— begin ENTRIES SHOWN —
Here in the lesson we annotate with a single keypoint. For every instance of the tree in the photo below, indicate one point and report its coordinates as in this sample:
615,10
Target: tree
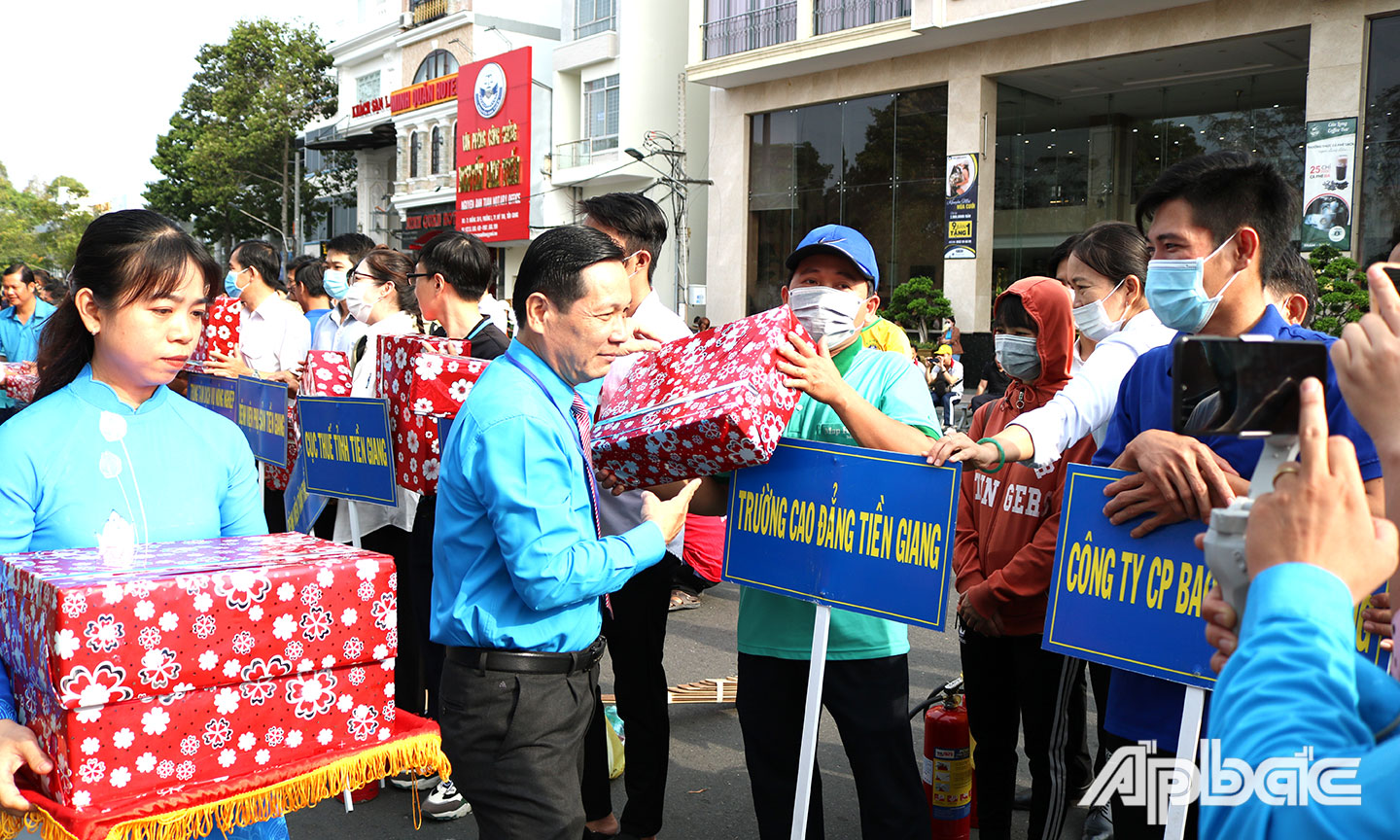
42,223
1342,290
919,304
228,159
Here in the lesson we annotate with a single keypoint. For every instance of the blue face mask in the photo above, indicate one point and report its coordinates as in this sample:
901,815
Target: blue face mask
336,283
231,283
1176,292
— end ENTRIES SHOWN —
#### DIRECTION
Copy all of the records above word for word, leaving out the pictures.

#### REPLY
Here in the lesson we annotate with a single keypoint. For every instance of the tree in the photo below, indicate one point and report its coordinates as in this sample:
615,10
Target: tree
42,223
1342,290
919,304
228,159
Here in the lesson we annotate with a single keypoint. For every instance of the blue face mask in the photo above, indicate one point and report its coordinates as in this sample:
901,815
Target: blue face mask
336,283
231,283
1176,292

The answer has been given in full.